(SUPPLIED INFORMATION)

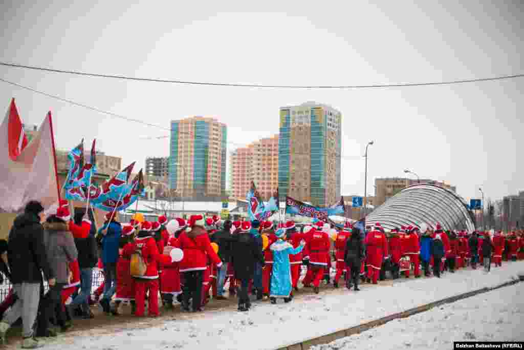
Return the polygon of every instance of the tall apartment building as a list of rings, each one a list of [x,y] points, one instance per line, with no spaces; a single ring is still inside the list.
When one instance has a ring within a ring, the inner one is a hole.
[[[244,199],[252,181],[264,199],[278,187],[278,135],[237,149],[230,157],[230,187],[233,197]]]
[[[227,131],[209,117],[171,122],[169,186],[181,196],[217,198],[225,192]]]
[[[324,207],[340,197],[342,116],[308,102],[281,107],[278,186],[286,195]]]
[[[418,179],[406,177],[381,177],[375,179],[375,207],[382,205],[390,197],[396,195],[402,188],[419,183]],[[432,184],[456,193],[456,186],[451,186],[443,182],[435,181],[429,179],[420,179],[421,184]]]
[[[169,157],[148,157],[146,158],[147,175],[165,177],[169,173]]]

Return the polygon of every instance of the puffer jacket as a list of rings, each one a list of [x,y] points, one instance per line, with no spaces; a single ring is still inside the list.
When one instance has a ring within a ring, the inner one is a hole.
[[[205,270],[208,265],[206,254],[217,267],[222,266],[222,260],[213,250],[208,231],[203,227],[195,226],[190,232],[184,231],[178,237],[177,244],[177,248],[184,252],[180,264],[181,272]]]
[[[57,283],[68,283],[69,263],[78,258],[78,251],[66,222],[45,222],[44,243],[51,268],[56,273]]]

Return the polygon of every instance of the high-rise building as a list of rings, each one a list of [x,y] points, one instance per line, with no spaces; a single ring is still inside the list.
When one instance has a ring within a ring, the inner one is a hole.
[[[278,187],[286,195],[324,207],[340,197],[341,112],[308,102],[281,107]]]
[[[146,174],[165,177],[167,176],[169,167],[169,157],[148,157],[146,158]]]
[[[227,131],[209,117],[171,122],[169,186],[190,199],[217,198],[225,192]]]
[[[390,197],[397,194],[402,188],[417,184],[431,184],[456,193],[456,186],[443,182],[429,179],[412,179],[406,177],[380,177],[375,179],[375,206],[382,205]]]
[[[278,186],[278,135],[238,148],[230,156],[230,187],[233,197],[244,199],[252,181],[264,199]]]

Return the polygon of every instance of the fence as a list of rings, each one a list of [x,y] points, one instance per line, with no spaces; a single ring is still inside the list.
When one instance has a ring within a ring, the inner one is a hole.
...
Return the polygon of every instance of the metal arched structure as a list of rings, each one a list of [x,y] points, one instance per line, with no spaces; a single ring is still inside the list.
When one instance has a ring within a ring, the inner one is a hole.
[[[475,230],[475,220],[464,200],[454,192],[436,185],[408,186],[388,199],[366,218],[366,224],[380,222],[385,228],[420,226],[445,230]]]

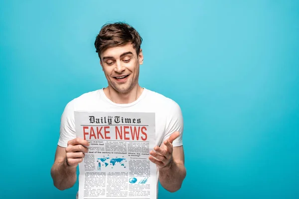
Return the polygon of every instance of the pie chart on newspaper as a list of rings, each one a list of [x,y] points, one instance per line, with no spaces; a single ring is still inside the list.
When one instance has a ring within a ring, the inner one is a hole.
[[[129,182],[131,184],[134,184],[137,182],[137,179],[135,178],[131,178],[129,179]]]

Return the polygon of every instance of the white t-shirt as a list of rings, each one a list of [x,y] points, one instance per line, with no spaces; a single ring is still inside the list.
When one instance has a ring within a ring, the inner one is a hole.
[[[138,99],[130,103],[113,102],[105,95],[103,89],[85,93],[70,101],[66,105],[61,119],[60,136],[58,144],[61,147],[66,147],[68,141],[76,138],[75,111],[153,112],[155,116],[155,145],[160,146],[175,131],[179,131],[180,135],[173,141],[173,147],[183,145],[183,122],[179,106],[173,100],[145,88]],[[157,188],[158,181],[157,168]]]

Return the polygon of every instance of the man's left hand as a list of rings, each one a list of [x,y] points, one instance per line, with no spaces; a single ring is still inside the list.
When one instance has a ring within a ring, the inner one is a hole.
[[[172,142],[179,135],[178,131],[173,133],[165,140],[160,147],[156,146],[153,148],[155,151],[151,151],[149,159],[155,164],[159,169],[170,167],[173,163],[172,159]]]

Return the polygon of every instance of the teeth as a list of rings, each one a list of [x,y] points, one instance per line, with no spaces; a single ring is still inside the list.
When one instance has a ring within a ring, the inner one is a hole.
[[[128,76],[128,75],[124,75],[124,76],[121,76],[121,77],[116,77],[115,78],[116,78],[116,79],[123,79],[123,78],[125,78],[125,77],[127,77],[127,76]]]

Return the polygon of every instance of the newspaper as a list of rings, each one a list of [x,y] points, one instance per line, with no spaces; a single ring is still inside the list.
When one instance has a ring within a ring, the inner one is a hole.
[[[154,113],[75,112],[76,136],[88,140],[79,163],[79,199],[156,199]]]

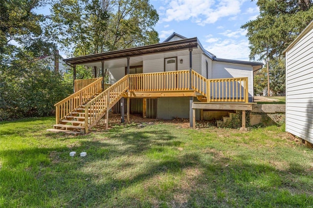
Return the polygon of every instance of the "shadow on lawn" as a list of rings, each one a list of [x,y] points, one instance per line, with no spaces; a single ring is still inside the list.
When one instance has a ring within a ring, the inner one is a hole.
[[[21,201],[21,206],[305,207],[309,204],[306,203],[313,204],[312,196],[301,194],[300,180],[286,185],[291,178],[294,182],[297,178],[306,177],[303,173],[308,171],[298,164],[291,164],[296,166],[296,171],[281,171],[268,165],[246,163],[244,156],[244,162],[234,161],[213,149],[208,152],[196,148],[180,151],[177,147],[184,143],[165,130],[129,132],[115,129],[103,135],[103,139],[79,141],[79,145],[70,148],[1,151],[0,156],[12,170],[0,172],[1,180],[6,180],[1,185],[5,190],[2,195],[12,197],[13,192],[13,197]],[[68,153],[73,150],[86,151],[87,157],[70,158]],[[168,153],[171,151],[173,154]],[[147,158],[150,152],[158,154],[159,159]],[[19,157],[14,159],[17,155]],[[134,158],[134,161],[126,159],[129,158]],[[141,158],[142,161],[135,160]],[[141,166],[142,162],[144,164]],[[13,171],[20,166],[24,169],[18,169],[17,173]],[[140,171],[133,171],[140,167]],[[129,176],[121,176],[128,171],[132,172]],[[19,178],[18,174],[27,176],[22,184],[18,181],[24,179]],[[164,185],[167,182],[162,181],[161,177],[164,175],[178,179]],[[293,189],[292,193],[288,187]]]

(EXERCISE OBJECTIVE)
Switch "tall apartment building" to "high-rise building" in the entries from the line with "Return the polygon of every instance of the tall" to the line with "[[[169,157],[148,157],[146,158],[147,175],[165,177],[169,173]]]". Give back only those lines, with nothing else changed.

(EXPECTED ANSWER)
Return the polygon of every instance of the high-rise building as a list of rings, each one a list of [x,y] points, one instance per line, with no spaces; a single ring is still inside the list.
When one instance has a ring within a ring, the inner one is a hole.
[[[244,199],[252,181],[264,199],[278,187],[278,135],[237,149],[230,157],[230,187],[233,197]]]
[[[227,131],[209,117],[171,122],[169,186],[181,196],[217,198],[225,192]]]
[[[324,207],[340,197],[342,116],[308,102],[281,107],[278,186],[286,195]]]
[[[418,179],[406,177],[381,177],[375,179],[375,207],[382,205],[390,197],[396,195],[402,188],[419,183]],[[432,184],[456,193],[456,186],[451,186],[443,182],[435,181],[429,179],[420,179],[421,184]]]
[[[169,157],[148,157],[146,158],[147,175],[165,177],[169,173]]]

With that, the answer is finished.